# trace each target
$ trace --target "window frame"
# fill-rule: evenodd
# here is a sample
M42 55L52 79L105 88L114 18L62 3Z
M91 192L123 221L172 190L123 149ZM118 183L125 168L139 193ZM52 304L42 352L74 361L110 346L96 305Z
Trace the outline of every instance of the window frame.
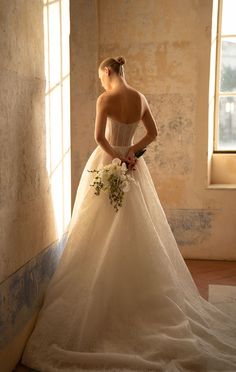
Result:
M216 34L216 66L215 66L215 105L214 105L214 139L213 153L215 154L236 154L235 150L219 150L218 149L218 133L219 133L219 101L222 96L235 96L236 92L220 92L220 59L221 59L221 39L225 37L236 37L236 34L222 35L222 9L223 0L218 0L218 15L217 15L217 34Z

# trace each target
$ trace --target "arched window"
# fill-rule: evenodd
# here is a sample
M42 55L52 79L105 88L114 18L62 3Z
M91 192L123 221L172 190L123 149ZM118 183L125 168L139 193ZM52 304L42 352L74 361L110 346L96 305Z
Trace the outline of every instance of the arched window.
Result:
M219 0L214 153L236 153L236 0Z

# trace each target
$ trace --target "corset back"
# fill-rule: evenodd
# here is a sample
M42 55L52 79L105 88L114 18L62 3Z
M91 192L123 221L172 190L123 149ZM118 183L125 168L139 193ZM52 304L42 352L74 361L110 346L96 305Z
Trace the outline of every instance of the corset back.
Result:
M111 145L130 146L139 121L126 124L107 118L105 137Z

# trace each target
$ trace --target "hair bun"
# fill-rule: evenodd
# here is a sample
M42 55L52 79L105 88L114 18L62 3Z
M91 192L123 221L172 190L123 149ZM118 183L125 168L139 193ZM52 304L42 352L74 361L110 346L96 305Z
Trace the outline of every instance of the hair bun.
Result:
M120 65L124 65L126 62L124 57L117 57L116 60Z

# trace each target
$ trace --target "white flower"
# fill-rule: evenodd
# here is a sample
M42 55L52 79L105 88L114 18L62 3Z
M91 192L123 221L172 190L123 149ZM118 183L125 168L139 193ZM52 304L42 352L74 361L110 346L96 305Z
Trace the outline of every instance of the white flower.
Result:
M124 193L130 190L131 181L136 182L131 175L127 174L126 164L121 163L119 158L114 158L110 164L101 169L89 171L97 173L93 184L90 185L95 188L95 194L100 195L101 190L108 194L110 203L117 212L122 205Z
M119 158L112 159L112 164L120 165L120 163L121 163L121 160Z
M110 177L109 172L102 172L101 181L105 186L107 186L109 184L109 182L108 182L109 177Z
M115 168L113 169L113 172L112 172L112 173L113 173L115 176L120 177L121 174L122 174L122 170L121 170L120 166L119 166L119 167L115 167Z
M135 180L135 179L134 179L130 174L127 174L126 177L127 177L127 180L128 180L129 182L137 183L136 180Z
M126 166L125 162L123 162L121 164L121 169L122 169L123 172L127 171L127 166Z
M123 190L124 192L128 192L129 189L130 189L129 182L128 182L128 181L123 181L123 182L122 182L122 190Z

^^^^

DIRECTIONS → Which lines of the material contain "frame"? List them.

ANSWER SPACE →
$ trace --target "window frame"
Trace the outline of every instance of the window frame.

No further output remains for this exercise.